*Entries supplied*.
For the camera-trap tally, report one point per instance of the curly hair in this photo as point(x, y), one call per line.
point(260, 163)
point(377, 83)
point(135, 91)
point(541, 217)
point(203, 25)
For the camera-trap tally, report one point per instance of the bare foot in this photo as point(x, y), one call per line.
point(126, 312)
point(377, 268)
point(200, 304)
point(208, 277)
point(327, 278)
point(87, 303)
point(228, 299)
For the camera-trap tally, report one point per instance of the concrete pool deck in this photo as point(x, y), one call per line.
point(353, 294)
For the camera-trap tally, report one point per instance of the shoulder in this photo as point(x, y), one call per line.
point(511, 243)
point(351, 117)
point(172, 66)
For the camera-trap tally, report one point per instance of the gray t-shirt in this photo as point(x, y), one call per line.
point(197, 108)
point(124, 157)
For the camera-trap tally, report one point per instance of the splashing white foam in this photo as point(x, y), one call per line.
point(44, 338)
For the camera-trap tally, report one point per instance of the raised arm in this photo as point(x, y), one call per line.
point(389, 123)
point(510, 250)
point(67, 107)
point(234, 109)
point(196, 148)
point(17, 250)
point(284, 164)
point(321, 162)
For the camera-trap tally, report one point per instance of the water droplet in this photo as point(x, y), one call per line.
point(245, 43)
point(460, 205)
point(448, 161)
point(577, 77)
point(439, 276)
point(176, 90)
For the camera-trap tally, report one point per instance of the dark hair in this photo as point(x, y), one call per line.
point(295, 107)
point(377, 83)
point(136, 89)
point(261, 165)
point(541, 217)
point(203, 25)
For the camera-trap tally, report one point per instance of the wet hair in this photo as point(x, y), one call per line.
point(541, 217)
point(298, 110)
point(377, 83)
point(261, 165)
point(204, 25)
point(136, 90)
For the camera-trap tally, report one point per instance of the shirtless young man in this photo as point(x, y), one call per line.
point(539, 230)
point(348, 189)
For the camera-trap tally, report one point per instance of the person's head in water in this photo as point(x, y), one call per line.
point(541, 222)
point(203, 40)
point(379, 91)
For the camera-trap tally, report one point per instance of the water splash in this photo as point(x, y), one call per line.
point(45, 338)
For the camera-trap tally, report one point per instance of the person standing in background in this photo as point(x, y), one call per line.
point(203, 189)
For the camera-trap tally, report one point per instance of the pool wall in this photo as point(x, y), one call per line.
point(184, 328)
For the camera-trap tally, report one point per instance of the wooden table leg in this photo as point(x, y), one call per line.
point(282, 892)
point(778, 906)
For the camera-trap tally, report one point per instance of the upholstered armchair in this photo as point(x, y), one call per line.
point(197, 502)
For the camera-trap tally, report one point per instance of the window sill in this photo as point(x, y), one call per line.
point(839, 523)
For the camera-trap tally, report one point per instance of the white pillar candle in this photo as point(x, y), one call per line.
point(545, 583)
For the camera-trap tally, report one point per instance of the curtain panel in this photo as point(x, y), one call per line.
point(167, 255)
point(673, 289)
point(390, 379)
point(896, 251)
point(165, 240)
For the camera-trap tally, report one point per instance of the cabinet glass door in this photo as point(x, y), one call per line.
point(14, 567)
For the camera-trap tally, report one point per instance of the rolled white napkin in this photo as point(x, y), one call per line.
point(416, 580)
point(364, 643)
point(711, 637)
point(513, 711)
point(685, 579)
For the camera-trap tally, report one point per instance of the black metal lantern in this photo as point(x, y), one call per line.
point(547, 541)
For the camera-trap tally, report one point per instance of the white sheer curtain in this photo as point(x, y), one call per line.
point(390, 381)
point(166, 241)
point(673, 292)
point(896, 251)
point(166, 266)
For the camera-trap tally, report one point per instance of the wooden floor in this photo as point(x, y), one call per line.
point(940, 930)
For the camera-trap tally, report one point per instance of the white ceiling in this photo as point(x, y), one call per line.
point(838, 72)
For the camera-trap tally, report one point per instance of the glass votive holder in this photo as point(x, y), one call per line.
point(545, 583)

*Task to carry out*. Reproduce the listing above verbatim, from first line to last.

*Answer to this problem*.
For the camera-trap tally, report one point per instance of the curly hair in this photo as point(x, y), one call per line.
point(260, 163)
point(377, 83)
point(135, 91)
point(541, 217)
point(203, 25)
For the camera-trap tally, report one point per instance of the bare foot in this photo as point(x, y), one call per line.
point(126, 312)
point(377, 268)
point(200, 304)
point(208, 277)
point(327, 278)
point(87, 303)
point(228, 299)
For the camera-trap tally, report one point per instance of the concrete pool deck in this photo as point(x, y), one call per line.
point(353, 294)
For the camera-trap tally, report one point per instance of the shoulder in this photo as point(x, y), one call per line.
point(511, 243)
point(351, 117)
point(172, 66)
For the camera-trap tally, report one point per instance of the gray t-shirt in this photo as point(x, y), one call per line.
point(197, 108)
point(124, 157)
For the camera-trap tally, report one point per instance of the splashing white foam in this photo as point(x, y), one call per line.
point(44, 338)
For the camera-trap tally, report one point per instance of the raised arm in this photo as point(x, y), one call per line.
point(389, 123)
point(510, 250)
point(67, 107)
point(234, 109)
point(196, 148)
point(17, 250)
point(284, 164)
point(321, 162)
For the camera-trap tally, report one point per instance of the water droplet in this photo as point(x, y), one call per line.
point(245, 43)
point(460, 205)
point(448, 161)
point(577, 77)
point(439, 276)
point(176, 90)
For the camera-trap tally, report one point per instance of the dark hair in this photo as point(x, y), one call per line.
point(295, 107)
point(377, 83)
point(136, 89)
point(261, 165)
point(541, 217)
point(203, 25)
For the camera-trap tally, report one point per instance of the wet hair in this photo as point(x, y), one call per line.
point(541, 217)
point(298, 110)
point(377, 83)
point(261, 165)
point(204, 25)
point(136, 90)
For the camera-trap tally, report one point per instance of the shirtless young man in this photo as point(x, y), one call per line.
point(539, 230)
point(348, 189)
For the camera-trap tally, report one point per instance of the person's head in water in this photo as point(x, y), one call per line.
point(541, 222)
point(203, 40)
point(379, 91)
For the camera-trap tally, report one point per instance of the water splash in this photo as point(x, y), one call per line.
point(45, 338)
For the camera-trap tally, report one point per instance of the person standing in background in this photo as point(x, y), one call per line.
point(203, 189)
For the camera-trap tally, report one point per instance of the pool wall in this photo as point(x, y), one call per line.
point(184, 328)
For the camera-trap tally, report one point per instance of the wooden table leg in this photo as point(x, y), one call per line.
point(282, 892)
point(778, 906)
For the camera-trap tally, report one point per instance of the upholstered armchair in this photo as point(x, y), one call per line.
point(197, 502)
For the camera-trap tally, report one point per instance of the window sill in this photo as point(x, y), one call per line.
point(839, 523)
For the camera-trap tally, report one point per instance of the white pillar candle in this photo as point(x, y), one call per line.
point(545, 583)
For the camera-trap tally, report one point per instance of the curtain panel in this photo as point(x, y), one call per line.
point(167, 255)
point(673, 289)
point(390, 379)
point(896, 251)
point(165, 240)
For the camera-trap tally, report one point per instance of the cabinet glass door in this photo as point(x, y), one call per line.
point(14, 567)
For the camera-trap tally, report one point per instance of the rolled white napkin in this photo as point(x, y), one call per line.
point(416, 580)
point(364, 643)
point(711, 637)
point(513, 711)
point(685, 579)
For the camera-trap tally, report one point per instance of the black metal lantern in this photo as point(x, y), one call per line.
point(547, 541)
For the camera-trap tally, report one point per instance of the white sheer curtain in this photo as point(x, y), one call per line.
point(390, 381)
point(166, 241)
point(673, 292)
point(896, 251)
point(166, 266)
For the camera-trap tally, report one point per instance of the wooden floor in this photo as point(x, y), one call per line.
point(940, 930)
For the camera-trap tally, report one point per instance of the white ceiling in this photo as point(x, y), one call per line.
point(838, 72)
For the camera-trap tally, report one point per instance of the glass votive holder in this photo as point(x, y), one call per line.
point(545, 583)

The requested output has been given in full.